Repeat, exactly and alone, every line from the line that contains "In this photo, each instance of the dirt road" to the end of the entries.

Top of RECORDS PROVIDED

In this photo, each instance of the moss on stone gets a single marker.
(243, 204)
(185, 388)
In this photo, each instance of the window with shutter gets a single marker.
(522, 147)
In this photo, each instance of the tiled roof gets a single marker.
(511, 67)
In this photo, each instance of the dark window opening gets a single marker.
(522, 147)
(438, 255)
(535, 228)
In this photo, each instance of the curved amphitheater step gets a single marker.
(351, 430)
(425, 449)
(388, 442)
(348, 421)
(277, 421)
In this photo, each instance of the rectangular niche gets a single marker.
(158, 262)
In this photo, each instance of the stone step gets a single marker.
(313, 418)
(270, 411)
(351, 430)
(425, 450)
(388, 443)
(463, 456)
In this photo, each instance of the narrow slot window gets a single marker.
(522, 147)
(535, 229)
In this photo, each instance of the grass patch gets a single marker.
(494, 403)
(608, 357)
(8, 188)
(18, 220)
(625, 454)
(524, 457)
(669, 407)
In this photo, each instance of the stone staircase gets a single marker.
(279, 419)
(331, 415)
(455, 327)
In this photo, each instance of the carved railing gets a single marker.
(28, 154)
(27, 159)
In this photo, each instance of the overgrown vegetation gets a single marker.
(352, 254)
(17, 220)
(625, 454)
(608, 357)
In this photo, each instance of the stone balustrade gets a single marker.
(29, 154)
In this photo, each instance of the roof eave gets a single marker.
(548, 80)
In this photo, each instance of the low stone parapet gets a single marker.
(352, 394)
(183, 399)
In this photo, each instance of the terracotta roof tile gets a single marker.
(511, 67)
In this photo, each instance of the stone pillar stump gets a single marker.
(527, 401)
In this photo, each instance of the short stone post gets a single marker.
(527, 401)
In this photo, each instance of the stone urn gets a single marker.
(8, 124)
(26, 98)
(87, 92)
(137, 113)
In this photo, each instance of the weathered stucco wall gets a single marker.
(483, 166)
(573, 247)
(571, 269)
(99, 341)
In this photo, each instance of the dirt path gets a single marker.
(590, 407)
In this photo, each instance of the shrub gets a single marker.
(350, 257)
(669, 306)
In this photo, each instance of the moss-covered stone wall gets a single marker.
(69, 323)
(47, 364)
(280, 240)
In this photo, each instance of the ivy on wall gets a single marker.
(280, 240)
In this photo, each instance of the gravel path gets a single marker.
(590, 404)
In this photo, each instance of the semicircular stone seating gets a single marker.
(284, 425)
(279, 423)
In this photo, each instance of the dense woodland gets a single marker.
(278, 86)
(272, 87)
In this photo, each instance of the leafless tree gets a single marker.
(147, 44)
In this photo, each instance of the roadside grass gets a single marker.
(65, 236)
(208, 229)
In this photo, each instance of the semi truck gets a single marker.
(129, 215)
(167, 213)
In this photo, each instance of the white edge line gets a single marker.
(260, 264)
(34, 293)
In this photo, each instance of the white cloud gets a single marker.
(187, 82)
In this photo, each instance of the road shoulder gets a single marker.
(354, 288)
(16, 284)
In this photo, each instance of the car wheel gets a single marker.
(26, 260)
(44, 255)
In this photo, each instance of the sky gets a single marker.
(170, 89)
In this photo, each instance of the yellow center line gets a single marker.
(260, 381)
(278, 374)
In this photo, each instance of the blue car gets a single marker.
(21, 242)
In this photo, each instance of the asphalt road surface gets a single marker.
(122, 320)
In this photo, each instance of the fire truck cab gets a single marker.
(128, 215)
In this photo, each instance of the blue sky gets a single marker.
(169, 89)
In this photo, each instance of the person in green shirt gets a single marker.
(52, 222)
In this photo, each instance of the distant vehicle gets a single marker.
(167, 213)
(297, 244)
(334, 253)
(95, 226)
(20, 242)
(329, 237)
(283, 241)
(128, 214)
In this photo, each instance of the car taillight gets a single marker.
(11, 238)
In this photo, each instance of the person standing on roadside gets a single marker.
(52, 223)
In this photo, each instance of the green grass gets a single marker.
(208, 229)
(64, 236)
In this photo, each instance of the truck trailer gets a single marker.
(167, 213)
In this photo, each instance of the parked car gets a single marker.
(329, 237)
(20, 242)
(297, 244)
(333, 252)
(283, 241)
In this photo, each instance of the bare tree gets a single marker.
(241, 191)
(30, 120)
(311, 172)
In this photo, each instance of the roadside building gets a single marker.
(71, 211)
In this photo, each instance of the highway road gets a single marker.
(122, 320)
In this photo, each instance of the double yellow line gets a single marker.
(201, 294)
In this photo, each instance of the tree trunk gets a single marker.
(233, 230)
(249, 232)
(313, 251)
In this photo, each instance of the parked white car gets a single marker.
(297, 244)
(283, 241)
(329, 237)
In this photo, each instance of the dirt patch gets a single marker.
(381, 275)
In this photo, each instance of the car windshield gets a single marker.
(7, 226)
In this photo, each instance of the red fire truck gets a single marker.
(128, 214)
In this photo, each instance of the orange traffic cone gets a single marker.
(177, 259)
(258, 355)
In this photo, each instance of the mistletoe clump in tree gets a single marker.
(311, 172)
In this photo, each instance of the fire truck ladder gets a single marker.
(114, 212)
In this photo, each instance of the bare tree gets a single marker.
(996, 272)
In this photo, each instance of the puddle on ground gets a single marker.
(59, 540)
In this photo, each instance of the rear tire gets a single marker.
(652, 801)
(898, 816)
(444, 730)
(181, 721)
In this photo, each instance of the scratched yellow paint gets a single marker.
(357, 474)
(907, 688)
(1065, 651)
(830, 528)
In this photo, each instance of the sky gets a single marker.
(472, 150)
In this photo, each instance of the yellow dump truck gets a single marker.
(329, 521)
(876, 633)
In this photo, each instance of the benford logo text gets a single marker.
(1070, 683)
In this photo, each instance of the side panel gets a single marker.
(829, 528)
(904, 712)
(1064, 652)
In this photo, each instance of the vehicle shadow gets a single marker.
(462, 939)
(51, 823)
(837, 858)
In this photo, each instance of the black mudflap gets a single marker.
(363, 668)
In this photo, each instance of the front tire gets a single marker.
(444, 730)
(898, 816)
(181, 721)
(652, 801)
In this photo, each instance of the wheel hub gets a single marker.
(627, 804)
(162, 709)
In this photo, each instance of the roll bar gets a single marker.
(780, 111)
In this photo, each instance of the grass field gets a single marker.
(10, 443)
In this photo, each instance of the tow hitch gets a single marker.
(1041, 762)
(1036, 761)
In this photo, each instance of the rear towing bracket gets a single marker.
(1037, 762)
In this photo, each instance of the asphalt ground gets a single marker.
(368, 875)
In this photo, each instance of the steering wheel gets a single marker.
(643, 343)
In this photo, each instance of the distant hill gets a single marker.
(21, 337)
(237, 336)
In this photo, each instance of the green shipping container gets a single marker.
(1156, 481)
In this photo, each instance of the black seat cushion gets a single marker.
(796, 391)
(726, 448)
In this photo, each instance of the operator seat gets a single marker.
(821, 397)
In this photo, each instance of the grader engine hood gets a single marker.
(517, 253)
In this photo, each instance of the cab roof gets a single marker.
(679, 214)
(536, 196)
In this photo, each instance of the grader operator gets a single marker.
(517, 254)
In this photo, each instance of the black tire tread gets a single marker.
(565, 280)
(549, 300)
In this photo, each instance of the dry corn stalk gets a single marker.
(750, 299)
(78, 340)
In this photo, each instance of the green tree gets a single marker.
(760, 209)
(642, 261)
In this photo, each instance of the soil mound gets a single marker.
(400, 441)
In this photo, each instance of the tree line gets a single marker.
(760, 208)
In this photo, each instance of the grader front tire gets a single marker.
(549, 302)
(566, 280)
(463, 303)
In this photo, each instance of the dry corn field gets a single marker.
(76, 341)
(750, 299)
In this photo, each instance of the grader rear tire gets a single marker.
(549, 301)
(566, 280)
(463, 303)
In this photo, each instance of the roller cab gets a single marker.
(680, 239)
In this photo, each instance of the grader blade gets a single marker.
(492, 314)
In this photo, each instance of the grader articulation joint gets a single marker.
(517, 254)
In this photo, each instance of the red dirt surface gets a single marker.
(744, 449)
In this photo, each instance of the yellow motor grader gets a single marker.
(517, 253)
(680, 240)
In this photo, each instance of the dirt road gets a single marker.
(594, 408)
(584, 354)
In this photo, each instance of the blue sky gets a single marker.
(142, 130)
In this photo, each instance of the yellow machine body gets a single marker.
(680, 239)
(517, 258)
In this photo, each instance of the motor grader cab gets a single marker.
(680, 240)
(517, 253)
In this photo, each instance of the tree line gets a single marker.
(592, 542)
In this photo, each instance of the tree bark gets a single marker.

Bottom of RECORDS PROVIDED

TASK SOLUTION —
In this photo, each instance of the dirt road gets a single marker.
(594, 408)
(584, 354)
In this photo, each instance of the blue sky gets a single marker.
(142, 130)
In this photo, each instance of the yellow machine body gets a single marker.
(680, 239)
(517, 258)
In this photo, each instance of the motor grader cab gets a single marker.
(680, 240)
(517, 253)
In this photo, each instance of the tree line gets a single marker.
(592, 542)
In this photo, each instance of the tree bark gets a single marker.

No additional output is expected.